* _Reading text_
#####
My meeting with Underhill left me feeling despondent. The only person who believed in the actual existence of “The Messiah” (Ficowski) was dead. Where could I turn? But then, a week or two later, I read something that gave me hope. In an essay in The New Yorker from 2009, the Israeli novelist David Grossman describes the inspirational role that Bruno Schulz played in his own life as a writer. He discusses the debate and disagreement about the circumstances of how Schulz died. And in a brief, passing reference to “The Messiah,” he notes:
“I once met a man to whom Schulz had shown the opening lines [of “The Messiah”]. What he read was a description of morning rising over a city. Light growing stronger. Towers and steeples. More than that, he did not see.”
#####
* _Entries shown_
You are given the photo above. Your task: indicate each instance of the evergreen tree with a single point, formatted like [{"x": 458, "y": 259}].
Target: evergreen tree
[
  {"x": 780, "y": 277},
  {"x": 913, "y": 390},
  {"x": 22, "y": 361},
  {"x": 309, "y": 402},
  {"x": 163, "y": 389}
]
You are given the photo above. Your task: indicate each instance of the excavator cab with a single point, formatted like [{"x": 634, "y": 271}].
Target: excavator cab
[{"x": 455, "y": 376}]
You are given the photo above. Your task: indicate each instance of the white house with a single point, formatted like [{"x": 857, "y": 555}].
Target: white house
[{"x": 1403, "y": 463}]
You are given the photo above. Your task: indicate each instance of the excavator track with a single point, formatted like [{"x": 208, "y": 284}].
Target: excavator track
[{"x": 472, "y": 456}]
#####
* _Assigned task 1_
List every person named in the passage above about the search for Schulz's "The Messiah."
* _Assigned task 2_
Continue the passage about the search for Schulz's "The Messiah," starting right after its final sentence.

* _Response area 1_
Underhill, Ficowski, David Grossman, Bruno Schulz

* _Response area 2_
Here, finally, was evidence suggesting that Schulz’s lost book really did exist. Grossman’s encounter — beyond Ficowski’s two failed attempts to recover the missing manuscript — served as a forceful challenge to the prevailing theories about “The Messiah.” Not only did the man Grossman met claim that Schulz had showed him the opening lines of an actual book, but the images and scenes he describes are not at all similar to those that appear in “Sanatorium.”
There is a part of me that believes that “The Messiah” will never be found. Too much time has passed, too many people have died, too much doubt remains. But the sheer possibility that it may exist, and the challenge and mystery of the search for it, continues to gnaw at me. The task feels almost hopeless — and yet somehow, the unfinished and fragmented masterwork of Bruno Schulz continues to animate and inspire. Ficowski died convinced of its existence, and resolute in his determination to find it. But was it the manuscript itself, or the symbolism of its subject, that drove him? Is “The Messiah” the title of a book, or the object of our most heartfelt and passionate yearning?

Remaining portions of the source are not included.